Your instructions
Can you convert all the items below into a numbered list, one line per number, with the blank lines dropped?

Start Record extracts

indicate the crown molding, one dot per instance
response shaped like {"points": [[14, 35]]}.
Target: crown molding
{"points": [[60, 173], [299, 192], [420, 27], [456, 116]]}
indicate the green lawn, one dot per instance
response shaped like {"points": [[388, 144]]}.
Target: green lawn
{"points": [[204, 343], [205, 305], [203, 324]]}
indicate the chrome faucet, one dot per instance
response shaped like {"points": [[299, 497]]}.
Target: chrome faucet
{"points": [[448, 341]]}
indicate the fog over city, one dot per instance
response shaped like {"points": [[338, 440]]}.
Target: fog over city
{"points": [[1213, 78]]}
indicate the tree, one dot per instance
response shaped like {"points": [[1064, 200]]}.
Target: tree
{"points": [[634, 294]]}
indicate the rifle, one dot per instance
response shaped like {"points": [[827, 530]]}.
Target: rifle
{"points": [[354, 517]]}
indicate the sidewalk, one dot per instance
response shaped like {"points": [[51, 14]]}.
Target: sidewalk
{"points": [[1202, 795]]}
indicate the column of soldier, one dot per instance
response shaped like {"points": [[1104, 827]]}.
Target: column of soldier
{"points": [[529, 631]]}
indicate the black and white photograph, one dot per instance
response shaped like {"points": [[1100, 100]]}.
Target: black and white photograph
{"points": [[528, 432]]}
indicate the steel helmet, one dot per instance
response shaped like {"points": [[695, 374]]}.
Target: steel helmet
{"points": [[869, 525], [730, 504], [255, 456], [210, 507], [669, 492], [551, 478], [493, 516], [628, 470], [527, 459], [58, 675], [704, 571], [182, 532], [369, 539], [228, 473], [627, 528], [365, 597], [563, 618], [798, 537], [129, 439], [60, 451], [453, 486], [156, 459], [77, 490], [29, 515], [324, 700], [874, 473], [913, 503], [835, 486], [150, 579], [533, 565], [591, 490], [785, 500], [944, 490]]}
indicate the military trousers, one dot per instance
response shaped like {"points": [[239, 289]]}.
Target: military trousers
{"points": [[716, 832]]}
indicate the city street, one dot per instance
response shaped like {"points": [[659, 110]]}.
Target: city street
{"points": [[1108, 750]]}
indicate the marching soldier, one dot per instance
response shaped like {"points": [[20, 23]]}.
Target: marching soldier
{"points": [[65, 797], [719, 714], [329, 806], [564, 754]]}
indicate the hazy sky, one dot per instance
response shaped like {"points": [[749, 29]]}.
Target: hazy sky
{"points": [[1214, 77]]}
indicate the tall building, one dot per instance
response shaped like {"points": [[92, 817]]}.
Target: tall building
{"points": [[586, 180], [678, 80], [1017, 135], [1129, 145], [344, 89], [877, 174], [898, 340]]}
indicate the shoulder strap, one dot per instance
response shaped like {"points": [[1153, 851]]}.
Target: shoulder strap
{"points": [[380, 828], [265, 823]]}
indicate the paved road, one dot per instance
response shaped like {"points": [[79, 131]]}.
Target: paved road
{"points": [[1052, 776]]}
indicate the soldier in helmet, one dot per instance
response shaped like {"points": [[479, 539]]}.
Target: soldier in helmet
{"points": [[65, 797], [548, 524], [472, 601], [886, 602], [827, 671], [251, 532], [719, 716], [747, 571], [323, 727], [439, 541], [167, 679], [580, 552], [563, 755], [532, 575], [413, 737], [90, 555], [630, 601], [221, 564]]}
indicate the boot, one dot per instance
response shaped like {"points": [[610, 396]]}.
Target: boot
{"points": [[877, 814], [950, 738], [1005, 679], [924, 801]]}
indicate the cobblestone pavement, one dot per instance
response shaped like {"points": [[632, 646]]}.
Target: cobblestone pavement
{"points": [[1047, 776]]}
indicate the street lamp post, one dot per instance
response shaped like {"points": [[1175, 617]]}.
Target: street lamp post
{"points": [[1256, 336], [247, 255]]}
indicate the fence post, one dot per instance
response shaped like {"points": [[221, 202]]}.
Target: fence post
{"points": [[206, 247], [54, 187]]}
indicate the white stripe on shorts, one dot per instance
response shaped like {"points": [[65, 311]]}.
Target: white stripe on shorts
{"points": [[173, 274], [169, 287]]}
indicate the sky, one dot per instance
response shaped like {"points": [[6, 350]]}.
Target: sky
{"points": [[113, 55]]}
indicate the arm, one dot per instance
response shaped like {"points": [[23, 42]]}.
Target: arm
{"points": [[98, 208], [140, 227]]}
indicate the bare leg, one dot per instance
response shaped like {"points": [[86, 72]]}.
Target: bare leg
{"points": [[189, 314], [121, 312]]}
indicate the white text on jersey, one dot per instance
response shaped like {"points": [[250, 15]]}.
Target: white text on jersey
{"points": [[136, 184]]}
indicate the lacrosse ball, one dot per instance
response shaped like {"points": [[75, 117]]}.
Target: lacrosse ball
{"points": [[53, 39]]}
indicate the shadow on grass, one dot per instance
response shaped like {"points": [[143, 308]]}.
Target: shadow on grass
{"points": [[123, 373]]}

End Record extracts

Exercise response
1. indicate the crown molding, one dot per instance
2. response shaped like {"points": [[14, 35]]}.
3. Target: crown molding
4. {"points": [[60, 173], [299, 192], [420, 27], [456, 116]]}
5. indicate the green lawn, one dot per instance
6. response shaped like {"points": [[388, 144]]}.
7. Target: green lawn
8. {"points": [[204, 343], [205, 305], [203, 324]]}
9. indicate the chrome faucet, one dot per instance
10. response shaped like {"points": [[299, 497]]}.
11. Target: chrome faucet
12. {"points": [[448, 341]]}
13. indicate the fog over city, one dot per instance
14. response shaped like {"points": [[338, 440]]}.
15. Target: fog over city
16. {"points": [[1213, 78]]}
17. indicate the tree, one dot per instance
18. response shaped like {"points": [[1064, 200]]}.
19. Target: tree
20. {"points": [[634, 294]]}
21. indicate the rifle, one dot per instance
22. response shaped like {"points": [[827, 530]]}.
23. Target: rifle
24. {"points": [[354, 517]]}
25. indicate the sidewalk, one dot per instance
26. response shaped like {"points": [[51, 14]]}.
27. Target: sidewalk
28. {"points": [[1202, 795]]}
29. indicate the column of soldier, one dot per instance
30. response shaped like {"points": [[1104, 827]]}.
31. Target: column of soldier
32. {"points": [[529, 631]]}
33. indicate the black and white photograph, one dot per instance
34. response shaped like {"points": [[1100, 100]]}.
35. Target: black and white photograph
36. {"points": [[528, 432]]}
37. indicate the steel helmet, one dot per instance
38. response shaped like {"points": [[695, 374]]}.
39. Target: steel helmet
40. {"points": [[869, 525], [730, 504], [255, 456], [210, 507], [669, 492], [551, 478], [493, 516], [628, 470], [527, 459], [58, 675], [704, 571], [182, 532], [369, 539], [228, 473], [627, 528], [365, 597], [563, 618], [798, 537], [129, 439], [60, 451], [453, 486], [156, 459], [77, 490], [29, 515], [324, 700], [874, 473], [913, 503], [835, 486], [150, 579], [533, 565], [591, 490], [785, 500], [944, 490]]}
41. indicate the military trousers, one dot per instance
42. response shaped like {"points": [[239, 289]]}.
43. Target: military trousers
44. {"points": [[716, 832]]}
45. indicate the city street, one dot per instance
46. response shaped like {"points": [[659, 110]]}.
47. Target: city street
48. {"points": [[1108, 750]]}
49. indicate the marching soldier, one dot per instance
50. response shaped like {"points": [[20, 23]]}.
51. Target: marching soldier
52. {"points": [[65, 797], [719, 714], [329, 806], [564, 754]]}
53. indicate the hazy sky, one dot per instance
54. response shaped like {"points": [[749, 29]]}.
55. Target: hazy sky
56. {"points": [[1214, 77]]}
57. indicate the tall building, one dot per instance
58. response shaped like {"points": [[92, 817]]}.
59. Target: tall building
60. {"points": [[586, 180], [678, 80], [1017, 135], [1129, 145], [344, 89], [877, 174], [898, 340]]}
61. indicate the shoulder strap, one dot per instance
62. response shaped like {"points": [[1153, 851]]}.
63. Target: shoulder strap
64. {"points": [[380, 828], [265, 823]]}
65. indicate the paved road, one dot per instance
66. response shaped like {"points": [[79, 131]]}.
67. Target: paved road
68. {"points": [[1052, 776]]}
69. indicate the soldier in helmet, one dot per instance
70. response shaped like {"points": [[479, 539]]}.
71. Target: soldier in helmet
72. {"points": [[65, 797], [548, 524], [472, 601], [886, 602], [827, 671], [251, 532], [719, 716], [747, 571], [323, 727], [439, 541], [167, 679], [580, 552], [563, 755], [532, 575], [413, 737], [90, 555], [630, 601], [221, 564]]}
73. indicate the boot, one dot per instance
74. response shaped like {"points": [[610, 396]]}.
75. Target: boot
76. {"points": [[877, 814], [950, 738], [1005, 679], [924, 801]]}
77. indicate the cobblestone pavement, one dot per instance
78. response shaped like {"points": [[632, 646]]}.
79. Target: cobblestone pavement
80. {"points": [[1047, 776]]}
81. indicate the street lamp post, one dot per instance
82. response shaped like {"points": [[1175, 617]]}.
83. Target: street lamp post
84. {"points": [[1256, 336], [247, 255]]}
85. indicate the fence post, one dot per instance
86. response shaped like {"points": [[221, 202]]}.
87. Target: fence post
88. {"points": [[206, 247], [54, 187]]}
89. indicate the white stripe on shorts, one dot per instance
90. response shaped like {"points": [[65, 311]]}.
91. Target: white stripe on shorts
92. {"points": [[173, 274], [169, 287]]}
93. indicate the sky, one dot per instance
94. response shaped like {"points": [[6, 350]]}.
95. Target: sky
96. {"points": [[113, 55]]}
97. indicate the arm, one dot per instance
98. response shaped like {"points": [[23, 42]]}.
99. Target: arm
100. {"points": [[98, 208], [140, 227]]}
101. indicate the bare leg, one dot per instance
102. response shaped like {"points": [[86, 72]]}.
103. Target: bare leg
104. {"points": [[189, 314], [121, 312]]}
105. indicate the white text on jersey, one dot per instance
106. response shaped like {"points": [[250, 15]]}.
107. Target: white text on jersey
108. {"points": [[136, 184]]}
109. indicate the lacrosse ball, one dot per instance
110. response shaped like {"points": [[75, 117]]}.
111. Target: lacrosse ball
112. {"points": [[53, 39]]}
113. indicate the shadow on grass, one dot per instance
114. response shaped like {"points": [[143, 308]]}.
115. Target: shadow on grass
116. {"points": [[123, 373]]}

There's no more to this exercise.